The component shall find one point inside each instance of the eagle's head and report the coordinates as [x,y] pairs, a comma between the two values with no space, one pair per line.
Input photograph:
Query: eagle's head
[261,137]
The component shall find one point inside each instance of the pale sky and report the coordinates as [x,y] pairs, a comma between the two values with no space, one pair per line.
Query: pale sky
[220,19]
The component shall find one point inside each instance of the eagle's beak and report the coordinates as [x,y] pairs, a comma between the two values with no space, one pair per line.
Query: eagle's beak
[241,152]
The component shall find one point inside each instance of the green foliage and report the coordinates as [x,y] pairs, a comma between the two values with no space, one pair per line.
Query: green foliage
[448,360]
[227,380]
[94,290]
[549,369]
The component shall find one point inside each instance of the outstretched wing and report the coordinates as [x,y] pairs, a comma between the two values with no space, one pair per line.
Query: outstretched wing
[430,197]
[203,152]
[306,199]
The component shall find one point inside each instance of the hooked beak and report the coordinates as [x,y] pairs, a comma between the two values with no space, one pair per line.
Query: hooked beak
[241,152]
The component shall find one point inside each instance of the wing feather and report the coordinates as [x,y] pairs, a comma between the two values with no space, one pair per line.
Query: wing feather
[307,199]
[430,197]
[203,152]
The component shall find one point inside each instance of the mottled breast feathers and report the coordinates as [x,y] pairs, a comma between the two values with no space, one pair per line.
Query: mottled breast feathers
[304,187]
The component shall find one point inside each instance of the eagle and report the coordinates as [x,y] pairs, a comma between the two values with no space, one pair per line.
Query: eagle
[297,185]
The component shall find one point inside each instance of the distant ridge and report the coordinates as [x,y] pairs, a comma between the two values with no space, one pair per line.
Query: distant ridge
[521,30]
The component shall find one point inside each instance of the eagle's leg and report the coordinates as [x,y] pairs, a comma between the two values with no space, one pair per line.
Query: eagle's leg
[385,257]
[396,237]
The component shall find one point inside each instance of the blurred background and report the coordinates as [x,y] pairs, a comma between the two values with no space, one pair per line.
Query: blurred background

WORK ORDER — Each line of the listing should be copied exactly.

PROBLEM SOLUTION —
The component shall find one point inside each instance of the eagle's head and report the coordinates as [x,y] pairs, a comma between the two values with no space, one pair per line.
Input photograph:
Query: eagle's head
[261,137]
The component shall find one point inside each instance of the pale sky and report the coordinates as [x,y] pairs, a comma between the two values with no space, one pair per line.
Query: pale sky
[220,19]
The component shall find one point inside each instance of the eagle's beak and report the coordinates as [x,y] pairs, a comma between the two values with no space, one pair per line.
Query: eagle's beak
[241,152]
The component shall find one point inside each instance of the green foliage and report the coordinates as [x,y] pairs, a comma between the two values with no space, one pair per line.
Query: green foliage
[448,360]
[227,380]
[94,290]
[549,369]
The component shall find one point inside each instance of the outstretched wing and report the coordinates as [x,y] pairs, a comma between the two values with no space, one pair per line.
Query: outstretched wing
[430,197]
[203,152]
[306,199]
The component shall find one point inside each instance of the hooked beak and report the coordinates as [x,y] pairs, a comma between the two values with no space, one pair per line.
Query: hooked beak
[241,152]
The component shall find one point inside each instance of the wing feather and report the coordinates as [x,y] pairs, a comma between the two values with no space, one pair per line.
Query: wing feather
[307,199]
[430,197]
[203,152]
The component shall find one point inside each instance of the mottled breast feathers and report the coordinates as [x,y] pairs, a comma between the two values with no space, one pair per line.
Query: mottled breast feathers
[304,187]
The component shall find one point inside each instance of the eagle and report the coordinates as [x,y] pairs, a comma between the two values with no space, one pair per line.
Query: eagle
[297,185]
The component shall find one point inside each instance of the distant ridge and report the coordinates as [x,y] pairs, a comma between the two values with no space, one pair per line.
Query: distant ridge
[521,30]
The component shall find one point inside each instance of the eagle's leg and report the coordinates as [x,y] pairs, a comma between the two values with no space, one pair per line.
Query: eagle's leg
[385,257]
[396,237]
The component shall find one point inside each instance of the blurred background and report the coordinates as [x,y] pairs, a comma between the two values with no space, one pair per line.
Query: blurred background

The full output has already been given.